> Do this:
Copy out, word for word, the lines of the data below from the line containing "Please locate any soil" through the line containing "[110,161,119,189]", including both of those lines.

Source records
· · · · · · ·

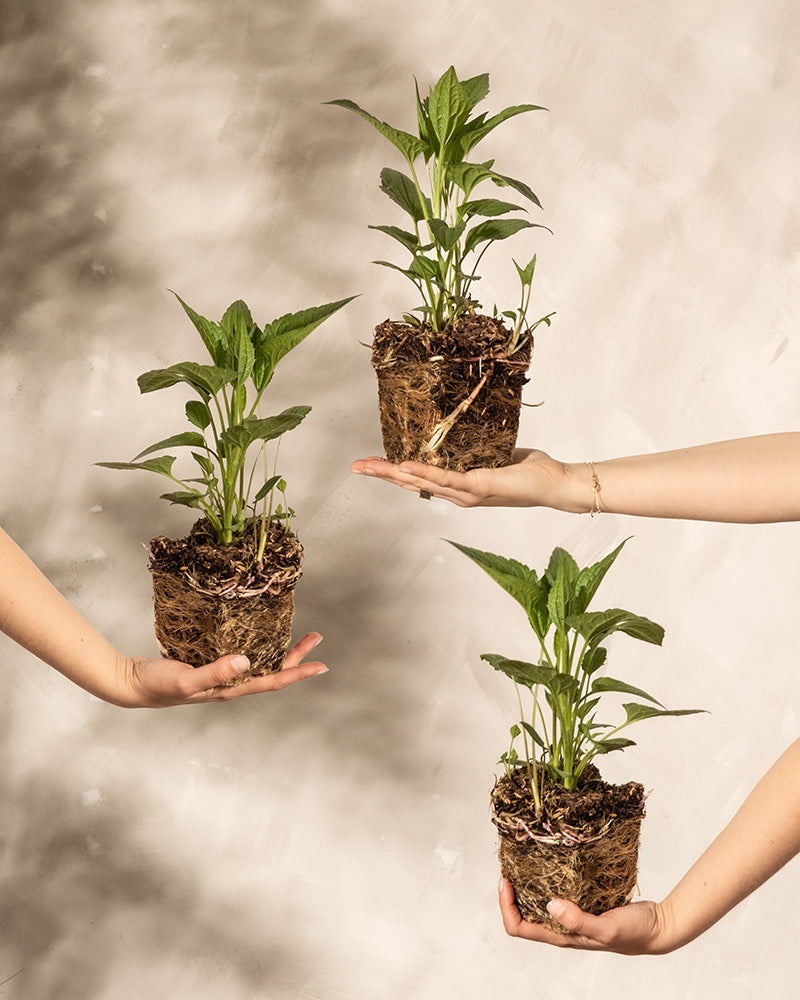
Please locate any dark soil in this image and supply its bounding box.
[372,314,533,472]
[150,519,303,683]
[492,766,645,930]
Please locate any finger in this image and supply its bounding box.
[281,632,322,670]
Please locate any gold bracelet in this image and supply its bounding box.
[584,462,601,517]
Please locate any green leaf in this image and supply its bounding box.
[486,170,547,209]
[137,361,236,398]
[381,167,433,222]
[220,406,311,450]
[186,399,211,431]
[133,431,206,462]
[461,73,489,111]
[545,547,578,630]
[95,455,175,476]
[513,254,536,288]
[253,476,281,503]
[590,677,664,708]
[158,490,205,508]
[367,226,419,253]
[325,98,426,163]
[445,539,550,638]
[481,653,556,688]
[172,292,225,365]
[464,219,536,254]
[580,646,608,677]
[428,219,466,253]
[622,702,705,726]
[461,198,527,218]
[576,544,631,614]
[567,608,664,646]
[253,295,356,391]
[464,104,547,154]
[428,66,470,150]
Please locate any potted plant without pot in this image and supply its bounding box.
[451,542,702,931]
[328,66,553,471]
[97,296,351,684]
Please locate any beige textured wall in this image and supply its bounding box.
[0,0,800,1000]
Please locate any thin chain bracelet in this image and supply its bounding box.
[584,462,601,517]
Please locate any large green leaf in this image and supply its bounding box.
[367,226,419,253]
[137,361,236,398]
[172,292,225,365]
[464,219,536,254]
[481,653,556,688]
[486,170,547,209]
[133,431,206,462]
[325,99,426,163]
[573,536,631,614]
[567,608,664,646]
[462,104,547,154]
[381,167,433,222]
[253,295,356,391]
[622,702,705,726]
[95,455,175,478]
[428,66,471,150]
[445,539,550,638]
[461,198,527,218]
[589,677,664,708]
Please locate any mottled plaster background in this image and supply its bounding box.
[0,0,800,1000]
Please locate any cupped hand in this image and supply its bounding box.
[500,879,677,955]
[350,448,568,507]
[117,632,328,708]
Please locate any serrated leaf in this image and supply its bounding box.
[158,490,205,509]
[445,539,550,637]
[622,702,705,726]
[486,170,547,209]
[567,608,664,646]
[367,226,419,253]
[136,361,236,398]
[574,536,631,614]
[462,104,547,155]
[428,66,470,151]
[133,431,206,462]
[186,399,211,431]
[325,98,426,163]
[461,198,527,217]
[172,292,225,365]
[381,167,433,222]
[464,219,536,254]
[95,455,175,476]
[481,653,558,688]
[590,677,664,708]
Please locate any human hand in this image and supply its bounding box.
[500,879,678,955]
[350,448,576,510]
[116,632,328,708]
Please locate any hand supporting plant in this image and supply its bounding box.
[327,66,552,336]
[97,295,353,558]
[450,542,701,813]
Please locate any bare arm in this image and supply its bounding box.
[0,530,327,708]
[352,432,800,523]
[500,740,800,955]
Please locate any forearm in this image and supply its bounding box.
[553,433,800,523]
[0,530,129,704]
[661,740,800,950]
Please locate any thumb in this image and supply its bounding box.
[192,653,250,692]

· · · · · · ·

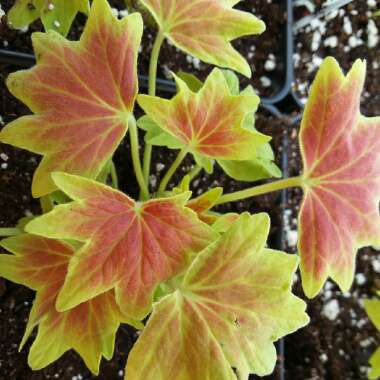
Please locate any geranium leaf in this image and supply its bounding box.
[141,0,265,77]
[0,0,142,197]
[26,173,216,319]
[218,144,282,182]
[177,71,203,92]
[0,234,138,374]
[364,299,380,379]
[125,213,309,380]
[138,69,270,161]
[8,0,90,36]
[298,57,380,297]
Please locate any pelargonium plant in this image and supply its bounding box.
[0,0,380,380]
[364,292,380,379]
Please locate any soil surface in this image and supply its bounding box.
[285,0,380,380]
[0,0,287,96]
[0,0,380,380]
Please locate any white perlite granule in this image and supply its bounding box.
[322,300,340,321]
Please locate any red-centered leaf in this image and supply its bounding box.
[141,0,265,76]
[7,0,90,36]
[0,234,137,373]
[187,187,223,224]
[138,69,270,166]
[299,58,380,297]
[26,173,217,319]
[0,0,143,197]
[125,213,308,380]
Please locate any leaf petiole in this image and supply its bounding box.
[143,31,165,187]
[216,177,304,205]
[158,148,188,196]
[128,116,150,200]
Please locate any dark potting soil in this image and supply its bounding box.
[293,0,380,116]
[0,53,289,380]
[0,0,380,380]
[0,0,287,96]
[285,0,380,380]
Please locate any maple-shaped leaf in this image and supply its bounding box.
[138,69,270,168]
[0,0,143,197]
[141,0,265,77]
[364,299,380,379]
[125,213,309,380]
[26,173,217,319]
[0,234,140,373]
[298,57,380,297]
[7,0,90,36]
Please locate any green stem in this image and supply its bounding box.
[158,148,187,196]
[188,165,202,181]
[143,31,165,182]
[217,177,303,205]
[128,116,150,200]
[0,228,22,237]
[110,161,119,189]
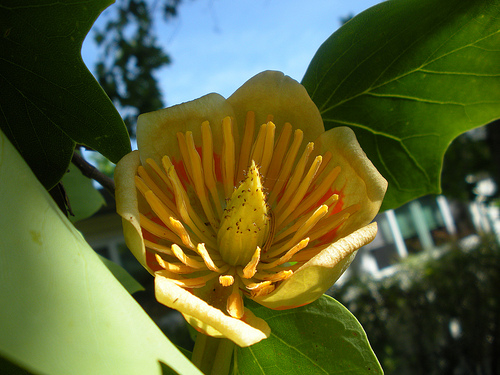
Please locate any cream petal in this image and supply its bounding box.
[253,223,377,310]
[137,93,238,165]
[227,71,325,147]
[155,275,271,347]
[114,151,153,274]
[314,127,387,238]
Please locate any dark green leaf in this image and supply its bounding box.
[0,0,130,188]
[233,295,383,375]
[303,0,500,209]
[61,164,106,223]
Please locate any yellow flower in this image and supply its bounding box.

· · · · · · ·

> Exercise output:
Please locate any soil surface in this image and supply its bounding box.
[285,0,380,380]
[0,0,287,96]
[0,0,380,380]
Please locate any white perlite granule in this image and supply its bounding box.
[322,300,340,321]
Please locate any red-centered leaf in this image and supply its bounding box.
[141,0,265,76]
[7,0,90,36]
[0,234,137,373]
[187,187,223,224]
[138,69,270,166]
[299,58,380,297]
[26,173,217,319]
[0,0,143,197]
[125,213,308,380]
Please locate any leaf petiole in this image and supply its bounding box.
[143,31,165,187]
[216,177,304,205]
[158,148,188,196]
[128,116,150,200]
Please locate any dark potting soil in this image and supply its bounding box.
[293,0,380,116]
[0,53,289,380]
[0,0,380,380]
[0,0,287,96]
[285,0,380,380]
Please locate any maple-shaped leaf in this image and supply its bounding box.
[138,69,270,168]
[0,0,143,197]
[141,0,265,77]
[364,299,380,379]
[125,213,309,380]
[26,173,217,319]
[0,234,140,373]
[298,57,380,297]
[7,0,90,36]
Please locate any green stem in this image and supply its bounding box.
[158,148,187,196]
[188,165,202,181]
[143,31,165,182]
[217,177,303,205]
[128,116,150,200]
[0,228,22,237]
[110,161,119,189]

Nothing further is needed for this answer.